“What is a Proof?

**What Constitutes a Good Argument?**

A proof is an argument. An argument is a set of at least two propositions, one of which is affirmed on the basis of the other(s), The proposition that is asserted on the basis of the other(s)s is called the conclusion. The proposition(s) that serves as the ground for the conclusion is the premise (premises). In order to quality as a proof, an argument should satisfy two conclusions.

- The form or logical structure of the argument must be valid. Mixed hypothetical syllogisms may take four possible forms, two of them valid and two of them invalid. The two valid forms have been given names and looks like this:A: Modus Ponens

If p, then q

p

Therefore, qB. Modus Tollens

If p, then q

not q

Therefore, not pAny argument that has the form of either modus ponens or modus tollens is valid, which is simply to say that if the argument’s premises are true, then its conclusion must also be true. If an argument has one of these two forms, it is impossible for that argument’s premises to be true and also for its conclusion to be false.

### Given problem 1
In the text on proofs, list the premises of each of the two valid forms, naming the form each premise belongs to.

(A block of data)
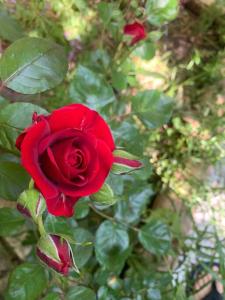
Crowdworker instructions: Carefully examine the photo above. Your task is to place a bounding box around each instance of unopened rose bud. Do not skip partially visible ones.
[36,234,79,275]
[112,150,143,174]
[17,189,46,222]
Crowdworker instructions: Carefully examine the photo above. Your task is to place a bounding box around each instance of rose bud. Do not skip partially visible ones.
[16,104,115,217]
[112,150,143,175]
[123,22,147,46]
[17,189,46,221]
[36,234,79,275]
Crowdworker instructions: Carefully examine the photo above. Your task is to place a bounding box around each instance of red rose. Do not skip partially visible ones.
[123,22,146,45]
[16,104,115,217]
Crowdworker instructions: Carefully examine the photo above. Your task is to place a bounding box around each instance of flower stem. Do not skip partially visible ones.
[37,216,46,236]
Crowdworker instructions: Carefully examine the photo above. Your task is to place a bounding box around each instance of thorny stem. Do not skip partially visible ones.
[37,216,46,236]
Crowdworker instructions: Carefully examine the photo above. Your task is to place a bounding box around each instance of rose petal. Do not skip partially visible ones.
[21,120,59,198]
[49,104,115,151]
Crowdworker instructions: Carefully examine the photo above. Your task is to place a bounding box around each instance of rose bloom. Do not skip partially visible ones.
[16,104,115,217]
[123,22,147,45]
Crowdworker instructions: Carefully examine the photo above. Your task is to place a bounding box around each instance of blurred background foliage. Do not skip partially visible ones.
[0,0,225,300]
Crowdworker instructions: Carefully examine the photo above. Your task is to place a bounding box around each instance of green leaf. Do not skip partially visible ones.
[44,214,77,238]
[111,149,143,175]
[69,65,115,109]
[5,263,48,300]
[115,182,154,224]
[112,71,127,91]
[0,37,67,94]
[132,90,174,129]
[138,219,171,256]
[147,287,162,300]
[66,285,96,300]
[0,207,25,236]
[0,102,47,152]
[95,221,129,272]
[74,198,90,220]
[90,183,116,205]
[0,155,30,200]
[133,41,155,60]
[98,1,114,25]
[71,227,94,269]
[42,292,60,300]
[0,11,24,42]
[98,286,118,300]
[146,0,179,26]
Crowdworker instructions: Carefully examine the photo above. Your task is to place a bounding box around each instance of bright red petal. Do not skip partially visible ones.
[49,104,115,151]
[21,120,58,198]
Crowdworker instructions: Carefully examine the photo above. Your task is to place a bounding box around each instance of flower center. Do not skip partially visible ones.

### Given problem 2
Display every line of the records that contains the string "stem", where case counts.

### Exercise solution 1
Modus Ponens: "If p, then q" and "p"
Modus Tollens: "If p, then q" and "not q"

### Exercise solution 2
Crowdworker instructions: Carefully examine the photo above. Your task is to place a bounding box around each instance of flower stem. Do not skip partially visible ones.
Crowdworker instructions: Carefully examine the photo above. Your task is to place a bounding box around each instance of thorny stem. Do not skip partially visible ones.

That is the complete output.